Source excerpt -
I always fantisised about being a logger out west in the big wood. I never did anything but dream on it. I did have a friend that moved to Kake, AL to work in the woods. He too wanted to be a faller. I think it took him around three years before they let him run a saw. I havent talked to him in awhile so I do not know if he is falling yet. My point is it takes many years to become knowledgable enough to work as a faller. If thats what you want to do i would start off with a tree service to get some basic saw knowledge. Then you could go be a gopher for a logging company for a few years doing menial tasks. If your good they may even let you run a saw. If you just like running saws you are better off working for a tree service. I am lucky because I am going to start working with a logger as a apprentice of sorts. He will be doing the falling and I will top and buck. I hope to learn enough in a few winters of work to be able to fall the third. This is in MI hardwoods though, not gigantic softwoods like they have out west i think dropping huge trees like that would be a bit scarry to say the least.


----------



## Ryan Willock (Sep 10, 2002)

so then you do have to provide your own saws? what size? 046 and up for sure?


----------



## Ed K (Sep 10, 2002)

Husky
345,55,372and 394 for backup.
Take the game of logging course if it avalible in
your area.


----------



## Ryan Willock (Sep 10, 2002)

i've heard about it... how much does it cost and where do you get info????


----------



## bwalker (Sep 10, 2002)

> so then you do have to provide your own saws? what size? 046 and up for


 I am going to use a 044 or a 046 and maybe purchase a 026 because after the saw and veneer logs are out we are going to cut up the tops for firewood.

(Box-labeled dataset extracts)
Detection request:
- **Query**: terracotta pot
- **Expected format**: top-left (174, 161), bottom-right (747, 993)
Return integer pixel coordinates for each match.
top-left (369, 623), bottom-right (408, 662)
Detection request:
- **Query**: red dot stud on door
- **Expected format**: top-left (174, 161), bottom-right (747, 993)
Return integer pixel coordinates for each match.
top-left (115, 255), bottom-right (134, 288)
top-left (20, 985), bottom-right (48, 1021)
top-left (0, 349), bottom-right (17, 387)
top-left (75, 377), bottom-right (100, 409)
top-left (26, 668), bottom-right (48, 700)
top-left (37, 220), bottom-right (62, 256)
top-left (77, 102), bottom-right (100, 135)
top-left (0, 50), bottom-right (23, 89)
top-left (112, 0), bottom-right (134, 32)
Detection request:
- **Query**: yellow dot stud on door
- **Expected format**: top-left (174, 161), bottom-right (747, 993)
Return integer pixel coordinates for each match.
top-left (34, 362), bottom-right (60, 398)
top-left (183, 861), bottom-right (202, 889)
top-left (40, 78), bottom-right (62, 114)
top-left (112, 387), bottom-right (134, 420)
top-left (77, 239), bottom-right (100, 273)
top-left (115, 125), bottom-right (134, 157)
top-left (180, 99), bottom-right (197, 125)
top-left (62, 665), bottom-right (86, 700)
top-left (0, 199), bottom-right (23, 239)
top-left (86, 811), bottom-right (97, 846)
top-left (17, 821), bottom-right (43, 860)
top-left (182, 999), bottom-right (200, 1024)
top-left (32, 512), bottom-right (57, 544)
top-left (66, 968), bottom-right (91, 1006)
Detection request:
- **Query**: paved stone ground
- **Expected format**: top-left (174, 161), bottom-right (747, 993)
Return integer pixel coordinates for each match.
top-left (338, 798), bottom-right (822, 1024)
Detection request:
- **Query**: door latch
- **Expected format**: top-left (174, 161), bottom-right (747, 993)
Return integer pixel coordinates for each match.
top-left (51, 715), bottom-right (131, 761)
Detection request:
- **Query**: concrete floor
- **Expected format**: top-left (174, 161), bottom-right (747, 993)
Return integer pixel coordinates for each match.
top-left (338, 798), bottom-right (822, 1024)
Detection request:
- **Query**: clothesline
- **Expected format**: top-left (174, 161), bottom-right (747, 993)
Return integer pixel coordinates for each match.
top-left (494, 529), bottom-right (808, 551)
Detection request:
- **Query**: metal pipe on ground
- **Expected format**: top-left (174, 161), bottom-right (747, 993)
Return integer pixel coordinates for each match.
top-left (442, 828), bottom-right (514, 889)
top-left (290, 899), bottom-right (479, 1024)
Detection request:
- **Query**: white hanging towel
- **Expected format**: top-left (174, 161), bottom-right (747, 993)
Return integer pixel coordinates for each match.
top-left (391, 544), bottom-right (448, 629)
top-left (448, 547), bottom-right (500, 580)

Challenges -
1. According to the logging forum thread, about how long did the friend who moved to Kake work before he was allowed to run a saw?
2. Rewrite the listing from its first line through the line with "top-left (112, 0), bottom-right (134, 32)", both included, replacing "red dot stud" with "orange dot stud" and leaving everything else unchanged. Give only those lines.

Correct answers -
1. Around three years.

2.
Detection request:
- **Query**: terracotta pot
- **Expected format**: top-left (174, 161), bottom-right (747, 993)
Return integer pixel coordinates for each match.
top-left (369, 623), bottom-right (408, 662)
Detection request:
- **Query**: orange dot stud on door
- **Expected format**: top-left (174, 161), bottom-right (747, 993)
Return integer pixel coordinates for each match.
top-left (115, 255), bottom-right (134, 288)
top-left (20, 985), bottom-right (48, 1021)
top-left (0, 349), bottom-right (17, 387)
top-left (75, 377), bottom-right (100, 409)
top-left (26, 668), bottom-right (48, 700)
top-left (37, 220), bottom-right (62, 256)
top-left (77, 102), bottom-right (100, 135)
top-left (0, 50), bottom-right (23, 89)
top-left (112, 0), bottom-right (134, 32)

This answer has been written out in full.